-- Start of PAGE EXCERPT --

George Catlin was born in the east coast city of Wilkes Barre, Pennsylvania in 1796. A lawyer turned artist, he discovered his life's work after seeing a delegation of Native Americans in the city of Philadelphia. "He was determined to go out and paint the Indians in their own territory, to collect artifacts, to bring them back and show them as a way of making money but also to record the features of the Indians, because at that time the idea, and he ascribed to it, was that the Indians were going to be pushed out ultimately. And so he wanted to memorialize their looks before they changed totally," says Mr. Gurney.

During the 1830s, George Catlin made five journeys across the Plains, traveling by canoe, boat and horseback. On his longest trip, he followed the trail of explorers Lewis and Clark, more than 3,000 kilometers northwest to the Montana border.

The Renwick exhibit includes a huge video screen that reproduces the sights and sounds of the plains as Catlin might have experienced themfrom soft bird cries and flowing water to raging prairie fires and stampeding buffalo:

George Gurney says Catlin responded to that landscape as both a painter and an explorer. "There's one painting in the galleries that looks like a preliminary kind of underpainting for something that would come later. It's just this vast green landscape. There are no trees and no bushes. But he writes about the landscape, and says I looked for thirty or forty miles across the plains and could not see a tree or bush," he says. "On the other hand, when he got further up the Mississippi he started to find that the stratification of the landscape was very interesting. And he was something of an amateur geologist. When he went to Pipestone, he realized the stone there the Indians quarried for their peace pipes was a very different looking kind of stone. And so he brought it back and the geologists looked at it and said, this is like nothing we've ever seen before, and so it was named 'Catlin.'"

-- End of PAGE EXCERPT --
-- Start of RECORDS --

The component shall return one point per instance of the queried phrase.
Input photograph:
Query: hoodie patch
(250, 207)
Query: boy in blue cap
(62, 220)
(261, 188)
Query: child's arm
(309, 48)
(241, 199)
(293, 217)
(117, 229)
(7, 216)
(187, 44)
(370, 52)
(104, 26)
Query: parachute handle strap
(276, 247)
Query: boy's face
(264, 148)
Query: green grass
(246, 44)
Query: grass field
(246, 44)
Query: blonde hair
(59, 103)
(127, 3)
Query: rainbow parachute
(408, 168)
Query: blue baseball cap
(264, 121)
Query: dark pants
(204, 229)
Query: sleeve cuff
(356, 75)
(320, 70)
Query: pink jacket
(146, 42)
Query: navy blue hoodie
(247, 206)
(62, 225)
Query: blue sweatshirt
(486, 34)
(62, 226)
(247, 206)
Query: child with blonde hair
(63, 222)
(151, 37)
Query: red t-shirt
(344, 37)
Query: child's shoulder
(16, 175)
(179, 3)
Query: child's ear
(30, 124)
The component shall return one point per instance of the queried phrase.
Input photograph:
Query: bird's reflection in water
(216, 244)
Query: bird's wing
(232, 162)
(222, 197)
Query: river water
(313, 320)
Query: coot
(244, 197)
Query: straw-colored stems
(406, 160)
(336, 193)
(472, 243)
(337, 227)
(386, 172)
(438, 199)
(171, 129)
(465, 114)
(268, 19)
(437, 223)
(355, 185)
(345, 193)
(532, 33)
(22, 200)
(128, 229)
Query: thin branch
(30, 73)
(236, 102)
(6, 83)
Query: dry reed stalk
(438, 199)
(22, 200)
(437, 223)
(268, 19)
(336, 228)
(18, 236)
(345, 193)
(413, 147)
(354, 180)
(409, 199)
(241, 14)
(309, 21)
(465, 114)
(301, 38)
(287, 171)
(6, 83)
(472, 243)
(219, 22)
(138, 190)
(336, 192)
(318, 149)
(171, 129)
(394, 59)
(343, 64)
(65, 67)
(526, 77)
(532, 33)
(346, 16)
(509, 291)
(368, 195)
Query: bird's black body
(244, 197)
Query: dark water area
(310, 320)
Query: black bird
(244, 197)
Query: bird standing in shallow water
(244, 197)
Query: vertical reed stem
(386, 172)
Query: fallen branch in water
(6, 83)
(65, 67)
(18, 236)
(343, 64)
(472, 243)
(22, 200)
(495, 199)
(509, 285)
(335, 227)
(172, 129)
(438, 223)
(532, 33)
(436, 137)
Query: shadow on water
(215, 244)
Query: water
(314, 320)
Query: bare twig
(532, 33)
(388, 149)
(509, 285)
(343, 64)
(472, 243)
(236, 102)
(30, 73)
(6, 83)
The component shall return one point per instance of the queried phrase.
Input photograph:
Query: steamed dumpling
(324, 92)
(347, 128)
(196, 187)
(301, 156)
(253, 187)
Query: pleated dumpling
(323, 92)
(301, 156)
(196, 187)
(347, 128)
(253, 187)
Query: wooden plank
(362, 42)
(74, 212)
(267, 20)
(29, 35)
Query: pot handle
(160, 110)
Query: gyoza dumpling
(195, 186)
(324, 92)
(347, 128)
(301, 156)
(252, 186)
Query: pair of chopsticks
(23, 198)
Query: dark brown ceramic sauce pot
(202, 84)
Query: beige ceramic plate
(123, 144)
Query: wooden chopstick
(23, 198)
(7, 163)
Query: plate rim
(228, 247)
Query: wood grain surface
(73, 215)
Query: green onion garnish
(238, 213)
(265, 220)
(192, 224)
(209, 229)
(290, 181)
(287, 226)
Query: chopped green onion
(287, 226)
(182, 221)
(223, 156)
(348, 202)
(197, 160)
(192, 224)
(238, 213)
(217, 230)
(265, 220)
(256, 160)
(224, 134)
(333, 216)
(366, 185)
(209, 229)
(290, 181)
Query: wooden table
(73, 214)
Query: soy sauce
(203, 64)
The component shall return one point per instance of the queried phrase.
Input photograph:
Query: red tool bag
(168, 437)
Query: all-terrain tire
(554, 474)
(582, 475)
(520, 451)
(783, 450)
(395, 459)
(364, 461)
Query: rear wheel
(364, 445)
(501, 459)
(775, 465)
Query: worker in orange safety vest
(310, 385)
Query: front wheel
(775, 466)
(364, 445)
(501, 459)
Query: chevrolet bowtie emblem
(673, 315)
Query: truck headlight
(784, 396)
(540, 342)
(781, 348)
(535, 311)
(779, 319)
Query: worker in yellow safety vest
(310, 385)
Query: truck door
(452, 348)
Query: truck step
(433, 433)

-- End of RECORDS --

◆ **GOALS**
(a) Below are three statements about the George Catlin text. For each, say yes or no as to whether it agrees with the text, and quote the deciding words. (i) Catlin was born in Philadelphia. (ii) Catlin made five journeys across the Plains during the 1830s. (iii) On his longest trip, Catlin went more than 3,000 kilometers northwest to the Montana border.
(b) Write out a part of the George Catlin text word for word. Begin at the words that have "During the 1830s, George", and stop after "the Montana border.".

◆ **RESPONSES FOR EACH TASK**
(a)
(i) No: "George Catlin was born in the east coast city of Wilkes Barre, Pennsylvania in 1796."
(ii) Yes: "During the 1830s, George Catlin made five journeys across the Plains"
(iii) Yes: "On his longest trip, he followed the trail of explorers Lewis and Clark, more than 3,000 kilometers northwest to the Montana border."

(b)
During the 1830s, George Catlin made five journeys across the Plains, traveling by canoe, boat and horseback. On his longest trip, he followed the trail of explorers Lewis and Clark, more than 3,000 kilometers northwest to the Montana border.